DOCUMENT PASSAGE
Monday, August 10, 2009

The Advocacy Abyss

Recently the death of Walter Cronkite helped us look back wistfully at a time when news shows actually tried to report objectively and advocacy was confined to 3-minute segments at the end of a TV news broadcast. Ah, we long for the good old days when our athletes took performance depressing drugs; our comedians cursed off-air; our politicians had affairs under the covers; and our reporters reported actual news, not opinions.

Those days are gone - perhaps forever. If you ever get a chance, rent the movie Network. The Howard Beale show is not some writer's fantasy any longer - it's on every night on the Fox News Network (unfair and imbalanced unless you're a Rushie or a Colterite) or MSNBC (the prison network where murderers and rapists get their time on TV right after the leftist rantings of Keith and Rachel) or CNBC (the resident idiot network where reasonable economic observers mix in with WWF-type hedge fund/option trader whackos and whoever yells the loudest wins).

Today you cannot turn on cable TV or AM radio without witnessing a cacophony of verbal street fights with highly-paid equivalents of the Crips and the Bloods having at each other between commercials for erectile dysfunction drugs and Cash for Clunker deals. We are now witnessing Town Halls on health care reform on TV that resemble the latest Jerry Springer show.

All this is really not new. We Americans have been yelling at each other since the first patriot began ridiculing King George and his hated taxes. It used to be that only the precious few were able to publish their opinions for general consumption. Today everyman/everywoman around the globe is a multimedia self-publisher on Twitter, YouTube, Blogs, and scores of other online vehicles. We are potential reporters-in-the-field for major networks who publish our 1st-hand accounts of disasters replete with cell phone photos - as recently as the helicopter/small plane tragedy this week in the Hudson River in New York.

We are avalanched by advocates. We are overwhelmed by opiners. We are tweeted by twits. The Vox Populi is all around us - every minute of every day. It's loud and getting louder.

Your only recourse is to unlpug whatever device is assaulting your eyes or ears and go read a book.

DATASET ROWS
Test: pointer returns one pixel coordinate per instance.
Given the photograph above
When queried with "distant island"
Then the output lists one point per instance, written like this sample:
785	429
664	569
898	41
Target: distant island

GIVEN EXERCISE
Reproduce the advocacy post verbatim, starting at "All this is" and ending at "in New York.". The items were drawn from another source and bear no relation to the post.

ANSWER FOR THE TASK
All this is really not new. We Americans have been yelling at each other since the first patriot began ridiculing King George and his hated taxes. It used to be that only the precious few were able to publish their opinions for general consumption. Today everyman/everywoman around the globe is a multimedia self-publisher on Twitter, YouTube, Blogs, and scores of other online vehicles. We are potential reporters-in-the-field for major networks who publish our 1st-hand accounts of disasters replete with cell phone photos - as recently as the helicopter/small plane tragedy this week in the Hudson River in New York.